- _PROBLEMS TO SOLVE_:
1. In the film review excerpt, what do the intruders call the homemade weapons they carry?
2. Extend the film review excerpt past its last sentence with a paragraph that matches its tone and style.
=== EXERCISE TEXT ===
He also has a warning for her: regretfully, he and his “friends”—as yet unseen, though we hear them rustling in the brush as they approach—are on a crucial mission, and Wen must persuade her parents to let them into the house. If they won’t, the group will have to force their way in. This sounds like a bad bargain to Wen, let alone to the audience, and she runs to warn her fathers, Daddy Eric (Jonathan Groff) and Daddy Andrew (Ben Aldridge), though they read her chatter as a kid’s fantasy. Before long, Leonard and his three associates—Nikki Amuka-Bird’s calm, kindly Sabrina, Rupert Grint’s hotheaded Redmond and Abby Quinn’s spacey Adriane, all bearing threatening homemade weapons that they refer to as “tools”—have broken into the house like hungry zombies, making the family their captives as they spin out a shared apocalyptic vision involving plague, black skies and other stuff. Only Wen’s family can halt this horrific progression of events, but it will require an unspeakable sacrifice.
=== RAW DATA ===
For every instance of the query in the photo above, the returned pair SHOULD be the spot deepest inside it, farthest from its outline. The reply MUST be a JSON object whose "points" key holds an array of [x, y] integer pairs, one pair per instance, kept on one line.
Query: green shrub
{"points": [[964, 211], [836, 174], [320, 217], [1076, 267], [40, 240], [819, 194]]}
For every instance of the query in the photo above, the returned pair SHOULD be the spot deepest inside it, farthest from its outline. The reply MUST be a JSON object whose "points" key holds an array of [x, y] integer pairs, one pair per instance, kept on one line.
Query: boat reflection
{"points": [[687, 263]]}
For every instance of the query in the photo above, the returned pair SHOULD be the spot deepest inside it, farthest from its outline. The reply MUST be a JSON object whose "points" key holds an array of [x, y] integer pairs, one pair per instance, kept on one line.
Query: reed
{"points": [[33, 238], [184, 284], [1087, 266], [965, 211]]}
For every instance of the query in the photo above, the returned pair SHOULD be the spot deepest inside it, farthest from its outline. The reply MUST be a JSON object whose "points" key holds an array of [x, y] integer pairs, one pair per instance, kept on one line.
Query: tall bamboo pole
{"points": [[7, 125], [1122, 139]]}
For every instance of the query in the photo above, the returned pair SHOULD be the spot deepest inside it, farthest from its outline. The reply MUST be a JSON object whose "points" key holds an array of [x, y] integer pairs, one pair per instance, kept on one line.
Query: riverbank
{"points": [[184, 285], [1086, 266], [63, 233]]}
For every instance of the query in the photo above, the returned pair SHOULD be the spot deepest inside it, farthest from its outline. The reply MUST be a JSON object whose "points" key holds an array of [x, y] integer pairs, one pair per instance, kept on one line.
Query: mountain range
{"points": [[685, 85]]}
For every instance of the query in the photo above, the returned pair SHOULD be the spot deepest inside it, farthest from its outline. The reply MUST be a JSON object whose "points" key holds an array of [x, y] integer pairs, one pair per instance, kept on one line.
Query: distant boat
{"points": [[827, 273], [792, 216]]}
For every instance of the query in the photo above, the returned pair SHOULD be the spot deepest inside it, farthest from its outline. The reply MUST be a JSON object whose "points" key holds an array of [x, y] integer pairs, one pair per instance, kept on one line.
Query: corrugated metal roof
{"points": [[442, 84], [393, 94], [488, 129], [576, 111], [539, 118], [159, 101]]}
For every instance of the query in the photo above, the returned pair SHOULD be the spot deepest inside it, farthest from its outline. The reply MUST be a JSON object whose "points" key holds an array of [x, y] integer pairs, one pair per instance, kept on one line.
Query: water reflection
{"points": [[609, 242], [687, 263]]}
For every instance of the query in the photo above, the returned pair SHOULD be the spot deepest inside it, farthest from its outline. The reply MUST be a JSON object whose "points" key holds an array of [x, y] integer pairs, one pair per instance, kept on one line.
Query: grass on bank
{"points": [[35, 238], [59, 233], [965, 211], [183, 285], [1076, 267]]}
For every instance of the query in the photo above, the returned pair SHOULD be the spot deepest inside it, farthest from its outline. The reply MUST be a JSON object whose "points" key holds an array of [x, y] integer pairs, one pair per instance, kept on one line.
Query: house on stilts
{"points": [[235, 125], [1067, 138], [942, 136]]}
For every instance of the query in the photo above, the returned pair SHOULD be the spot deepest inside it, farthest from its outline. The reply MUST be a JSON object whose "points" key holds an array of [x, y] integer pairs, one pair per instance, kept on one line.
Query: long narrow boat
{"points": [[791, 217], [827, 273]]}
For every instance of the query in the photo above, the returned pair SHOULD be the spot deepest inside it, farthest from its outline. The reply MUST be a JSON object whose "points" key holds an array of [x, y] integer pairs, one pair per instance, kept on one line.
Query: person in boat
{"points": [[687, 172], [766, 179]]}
===
- _OUTPUTS FOR THE TASKS_:
1. They call them "tools."

2.
To tell you much more about Knock at the Cabin would violate the vow of near-silence required of nearly everyone who sees a Shyamalan movie before the general public does. Shyamalan and fellow screenwriters Steve Desmond and Michael Sherman have adapted the movie from Paul G. Tremblay’s 2018 horror novel The Cabin at the End of the World, though it appears they have taken significant liberties with the ending. There’s some knockabout violence, though the grislier events happen off-camera, suggested rather than shown. (Shyamalan has always been discreet that way.) And uncharacteristically for Shyamalan, there’s no real twist ending. By midfilm, you can pretty much see where the story is headed.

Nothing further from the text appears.